» **DATA FOR THE TASK**
────────────────
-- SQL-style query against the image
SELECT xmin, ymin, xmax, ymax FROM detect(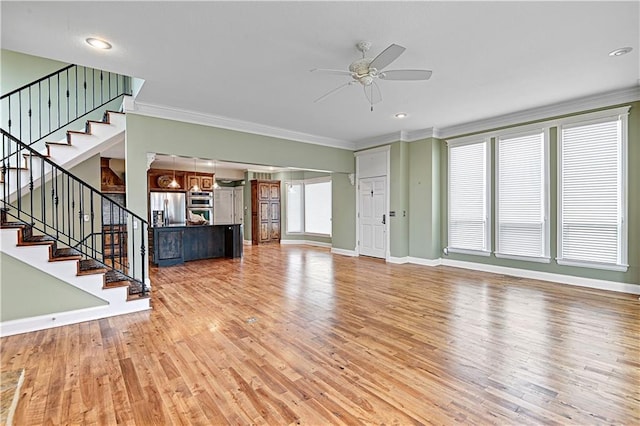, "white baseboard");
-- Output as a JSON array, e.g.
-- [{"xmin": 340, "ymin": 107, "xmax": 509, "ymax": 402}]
[
  {"xmin": 280, "ymin": 240, "xmax": 331, "ymax": 248},
  {"xmin": 440, "ymin": 259, "xmax": 640, "ymax": 294},
  {"xmin": 407, "ymin": 256, "xmax": 442, "ymax": 266},
  {"xmin": 387, "ymin": 256, "xmax": 409, "ymax": 265},
  {"xmin": 331, "ymin": 247, "xmax": 358, "ymax": 257},
  {"xmin": 0, "ymin": 299, "xmax": 151, "ymax": 337}
]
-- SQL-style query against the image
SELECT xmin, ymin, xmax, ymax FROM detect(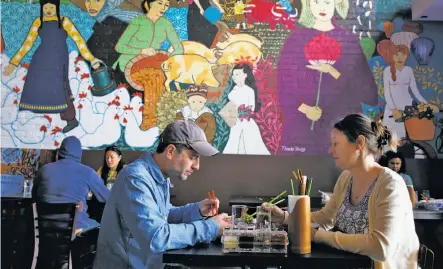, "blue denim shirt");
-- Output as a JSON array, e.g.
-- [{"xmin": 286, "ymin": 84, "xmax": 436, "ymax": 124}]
[{"xmin": 94, "ymin": 152, "xmax": 218, "ymax": 269}]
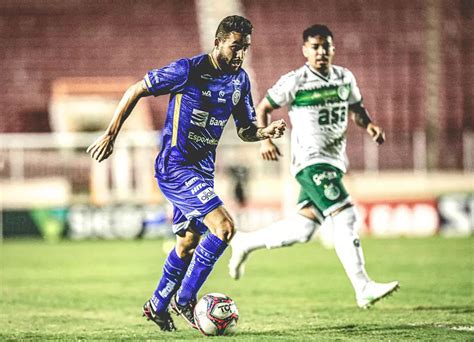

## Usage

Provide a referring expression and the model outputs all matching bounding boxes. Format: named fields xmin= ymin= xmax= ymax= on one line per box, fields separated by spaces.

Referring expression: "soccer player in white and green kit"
xmin=229 ymin=25 xmax=399 ymax=308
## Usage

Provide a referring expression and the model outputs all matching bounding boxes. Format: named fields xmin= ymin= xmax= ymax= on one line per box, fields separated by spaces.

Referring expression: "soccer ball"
xmin=194 ymin=293 xmax=239 ymax=336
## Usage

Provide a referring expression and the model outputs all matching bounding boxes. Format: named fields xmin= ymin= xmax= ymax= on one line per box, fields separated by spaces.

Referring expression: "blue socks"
xmin=150 ymin=248 xmax=188 ymax=312
xmin=176 ymin=233 xmax=227 ymax=305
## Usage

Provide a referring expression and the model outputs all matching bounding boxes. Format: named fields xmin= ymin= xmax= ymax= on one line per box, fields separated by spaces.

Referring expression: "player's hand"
xmin=367 ymin=123 xmax=385 ymax=145
xmin=262 ymin=119 xmax=286 ymax=139
xmin=87 ymin=133 xmax=115 ymax=163
xmin=260 ymin=139 xmax=282 ymax=161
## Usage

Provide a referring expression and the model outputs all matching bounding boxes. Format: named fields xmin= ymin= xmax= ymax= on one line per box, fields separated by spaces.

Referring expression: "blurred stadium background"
xmin=0 ymin=0 xmax=474 ymax=241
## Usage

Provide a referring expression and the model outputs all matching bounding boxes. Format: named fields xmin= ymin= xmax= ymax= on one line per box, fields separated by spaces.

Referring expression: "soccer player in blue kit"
xmin=87 ymin=15 xmax=286 ymax=331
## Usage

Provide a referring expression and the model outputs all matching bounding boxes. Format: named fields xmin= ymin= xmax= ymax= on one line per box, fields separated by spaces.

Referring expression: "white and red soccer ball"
xmin=194 ymin=293 xmax=239 ymax=336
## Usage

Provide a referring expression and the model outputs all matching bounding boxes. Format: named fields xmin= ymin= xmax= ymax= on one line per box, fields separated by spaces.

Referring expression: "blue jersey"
xmin=145 ymin=55 xmax=256 ymax=234
xmin=145 ymin=54 xmax=256 ymax=177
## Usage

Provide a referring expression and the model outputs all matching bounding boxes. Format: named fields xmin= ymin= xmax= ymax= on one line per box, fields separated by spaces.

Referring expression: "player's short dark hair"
xmin=216 ymin=15 xmax=253 ymax=40
xmin=303 ymin=24 xmax=334 ymax=43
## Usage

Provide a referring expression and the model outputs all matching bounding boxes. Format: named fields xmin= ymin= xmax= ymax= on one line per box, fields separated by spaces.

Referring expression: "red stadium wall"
xmin=0 ymin=0 xmax=474 ymax=170
xmin=242 ymin=0 xmax=474 ymax=169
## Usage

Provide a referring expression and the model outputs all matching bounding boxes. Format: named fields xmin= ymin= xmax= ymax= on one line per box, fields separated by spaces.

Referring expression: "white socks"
xmin=232 ymin=214 xmax=319 ymax=252
xmin=331 ymin=207 xmax=370 ymax=294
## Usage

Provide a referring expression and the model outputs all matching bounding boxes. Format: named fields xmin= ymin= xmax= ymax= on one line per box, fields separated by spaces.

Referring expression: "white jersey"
xmin=267 ymin=64 xmax=362 ymax=176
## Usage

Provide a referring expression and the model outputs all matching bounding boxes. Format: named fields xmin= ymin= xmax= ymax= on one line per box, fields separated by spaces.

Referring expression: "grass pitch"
────────────────
» **DO THIS**
Locate each line of the material that contains the string "jersey", treating uppercase and lowercase as different, and copy those lines out in full.

» **FULL ANSWER**
Referring expression: "blue jersey"
Referring expression: "white jersey"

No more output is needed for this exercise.